INPUT ROWS:
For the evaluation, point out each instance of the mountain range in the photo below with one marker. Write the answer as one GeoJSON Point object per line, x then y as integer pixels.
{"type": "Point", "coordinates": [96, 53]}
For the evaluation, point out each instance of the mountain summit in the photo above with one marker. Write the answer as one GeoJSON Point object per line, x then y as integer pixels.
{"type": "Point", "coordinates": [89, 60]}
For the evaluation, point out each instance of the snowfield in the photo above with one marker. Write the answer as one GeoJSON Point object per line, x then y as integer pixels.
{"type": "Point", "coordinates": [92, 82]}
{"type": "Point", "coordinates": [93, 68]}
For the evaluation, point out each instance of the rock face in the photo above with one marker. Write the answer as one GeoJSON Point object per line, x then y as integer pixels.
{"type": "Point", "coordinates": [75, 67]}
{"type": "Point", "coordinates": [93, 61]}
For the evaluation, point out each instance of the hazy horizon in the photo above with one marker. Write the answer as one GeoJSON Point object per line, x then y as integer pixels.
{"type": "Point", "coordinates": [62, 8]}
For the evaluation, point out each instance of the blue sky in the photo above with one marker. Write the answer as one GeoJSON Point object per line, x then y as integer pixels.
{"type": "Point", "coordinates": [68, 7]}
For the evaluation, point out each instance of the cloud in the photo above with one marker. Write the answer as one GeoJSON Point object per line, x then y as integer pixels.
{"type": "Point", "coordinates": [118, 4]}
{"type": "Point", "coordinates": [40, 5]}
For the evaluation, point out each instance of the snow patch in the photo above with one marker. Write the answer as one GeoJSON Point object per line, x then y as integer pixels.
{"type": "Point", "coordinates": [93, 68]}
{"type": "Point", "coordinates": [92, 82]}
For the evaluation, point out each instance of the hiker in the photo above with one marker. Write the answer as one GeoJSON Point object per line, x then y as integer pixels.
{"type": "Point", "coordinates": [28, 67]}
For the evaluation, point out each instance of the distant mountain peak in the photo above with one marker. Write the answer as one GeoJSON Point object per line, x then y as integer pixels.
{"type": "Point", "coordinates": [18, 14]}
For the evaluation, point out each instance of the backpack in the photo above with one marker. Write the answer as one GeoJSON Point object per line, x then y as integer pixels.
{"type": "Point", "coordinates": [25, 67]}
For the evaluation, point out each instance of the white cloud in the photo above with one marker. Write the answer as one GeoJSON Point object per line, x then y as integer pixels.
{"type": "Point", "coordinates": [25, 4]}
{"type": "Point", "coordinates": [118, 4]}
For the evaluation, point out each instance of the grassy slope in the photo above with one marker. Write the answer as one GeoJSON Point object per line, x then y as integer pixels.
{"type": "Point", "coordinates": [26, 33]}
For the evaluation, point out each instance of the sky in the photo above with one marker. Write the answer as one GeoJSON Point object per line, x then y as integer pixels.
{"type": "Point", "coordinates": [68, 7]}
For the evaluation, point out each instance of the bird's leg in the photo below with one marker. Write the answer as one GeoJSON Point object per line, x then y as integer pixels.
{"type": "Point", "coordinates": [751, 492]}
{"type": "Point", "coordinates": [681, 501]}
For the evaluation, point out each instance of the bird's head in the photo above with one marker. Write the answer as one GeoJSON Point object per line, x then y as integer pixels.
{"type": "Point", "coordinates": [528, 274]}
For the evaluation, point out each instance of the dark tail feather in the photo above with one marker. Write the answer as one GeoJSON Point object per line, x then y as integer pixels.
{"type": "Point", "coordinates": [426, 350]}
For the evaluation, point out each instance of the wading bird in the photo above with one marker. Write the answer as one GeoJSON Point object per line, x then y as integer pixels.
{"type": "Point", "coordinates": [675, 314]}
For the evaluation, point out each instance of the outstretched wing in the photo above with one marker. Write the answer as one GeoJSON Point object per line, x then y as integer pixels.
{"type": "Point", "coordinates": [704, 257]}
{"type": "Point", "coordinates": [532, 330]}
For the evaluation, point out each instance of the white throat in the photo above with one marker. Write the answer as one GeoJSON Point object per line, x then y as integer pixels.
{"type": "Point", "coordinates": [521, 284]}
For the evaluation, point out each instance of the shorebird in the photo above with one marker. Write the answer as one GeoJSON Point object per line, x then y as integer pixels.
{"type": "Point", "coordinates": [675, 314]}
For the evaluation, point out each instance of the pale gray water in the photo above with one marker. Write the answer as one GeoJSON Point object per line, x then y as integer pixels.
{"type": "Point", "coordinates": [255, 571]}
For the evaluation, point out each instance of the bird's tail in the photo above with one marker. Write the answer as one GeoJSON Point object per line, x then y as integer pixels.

WHAT TO PRODUCE: Exact output of every entry is required.

FULL RESPONSE:
For the evaluation, point out each instance of the mountain range in the photo below with one marker. Write the answer as one GeoJSON Point object per line, x then y as integer pixels.
{"type": "Point", "coordinates": [96, 53]}
For the evaluation, point out each instance of the mountain summit in the photo above with one marker. Write the answer as one GeoJSON Point object per line, x then y as integer pixels.
{"type": "Point", "coordinates": [89, 60]}
For the evaluation, point out each instance of the snowfield in the photo above with one marker. Write the answer as one GeoJSON Point object per line, x then y as integer pixels.
{"type": "Point", "coordinates": [92, 82]}
{"type": "Point", "coordinates": [93, 68]}
For the evaluation, point out each instance of the rock face in the photo above with one marker. Write the answer as one GeoJSON Point object per line, x then y as integer pixels.
{"type": "Point", "coordinates": [75, 67]}
{"type": "Point", "coordinates": [93, 61]}
For the evaluation, point out each instance of the hazy horizon in the photo above with one marker. Write the answer as one GeoJSON Point object per line, x then y as integer pixels.
{"type": "Point", "coordinates": [62, 8]}
For the evaluation, point out each instance of the blue sky in the photo above with one marker. Write the answer as one GeoJSON Point object per line, x then y as integer pixels.
{"type": "Point", "coordinates": [68, 7]}
For the evaluation, point out each instance of the cloud in the photo above with one marker. Write the answer as one GeoJSON Point object per line, x then y as integer pixels.
{"type": "Point", "coordinates": [118, 4]}
{"type": "Point", "coordinates": [40, 5]}
For the evaluation, point out each instance of the snow patch in the photo above with one marker. Write the answer as one GeoJSON Point object per line, x then y as integer pixels.
{"type": "Point", "coordinates": [93, 68]}
{"type": "Point", "coordinates": [92, 82]}
For the evaluation, point out each instance of the hiker in the photo above with one marker. Write the answer as one GeoJSON Point object per line, x then y as integer pixels.
{"type": "Point", "coordinates": [28, 67]}
For the evaluation, point out each instance of the distant mountain peak in the photo above with one marker. Write the answer as one GeoJSON Point object per line, x then y as integer pixels.
{"type": "Point", "coordinates": [18, 14]}
For the evaluation, point out each instance of the backpack in the photo above with one marker. Write the answer as one GeoJSON Point object per line, x then y as integer pixels.
{"type": "Point", "coordinates": [25, 67]}
For the evaluation, point out each instance of the white cloud in the photo above with one marker. Write the answer as one GeoJSON Point object per line, x then y as integer pixels.
{"type": "Point", "coordinates": [25, 4]}
{"type": "Point", "coordinates": [118, 4]}
For the evaluation, point out each instance of the grassy slope in the photo above with one marker. Write the answer as one GeoJSON Point object per line, x then y as integer pixels.
{"type": "Point", "coordinates": [26, 33]}
For the evaluation, point out each instance of the sky in the photo above with one marker. Write the answer as one GeoJSON Point object per line, x then y as integer pixels.
{"type": "Point", "coordinates": [68, 7]}
For the evaluation, point out each instance of the bird's leg in the photo below with one marker. Write the answer as one GeoJSON Point object per line, x then y as integer pixels.
{"type": "Point", "coordinates": [751, 492]}
{"type": "Point", "coordinates": [681, 501]}
For the evaluation, point out each instance of the bird's head in the photo above with one marker. Write the answer as one GeoJSON Point object per line, x then y as integer pixels.
{"type": "Point", "coordinates": [528, 274]}
For the evaluation, point out each instance of the dark tail feather in the photo above with one marker. Write the answer as one GeoJSON Point object per line, x then y as integer pixels.
{"type": "Point", "coordinates": [426, 350]}
For the evaluation, point out each instance of the wading bird in the photo above with one marker. Write the answer as one GeoJSON Point object per line, x then y as integer pixels.
{"type": "Point", "coordinates": [675, 314]}
For the evaluation, point out each instance of the outstretched wing in the photo above with one marker. Write the answer as one GeoJSON Point object per line, x then y as integer pixels.
{"type": "Point", "coordinates": [704, 257]}
{"type": "Point", "coordinates": [532, 330]}
For the evaluation, point out each instance of the white throat in the photo above with one marker. Write the answer as one GeoJSON Point object per line, x then y as integer pixels.
{"type": "Point", "coordinates": [521, 284]}
For the evaluation, point out each instance of the shorebird in the photo above with one marker. Write the answer as one GeoJSON Point object per line, x then y as integer pixels.
{"type": "Point", "coordinates": [675, 314]}
For the evaluation, point out each instance of the pale gray water in the photo above with one marker. Write the answer as one GeoJSON Point object per line, x then y as integer pixels.
{"type": "Point", "coordinates": [255, 571]}
For the evaluation, point out each instance of the bird's tail in the photo above with one marker. Write the answer as one GeoJSON Point object per line, x then y as integer pixels.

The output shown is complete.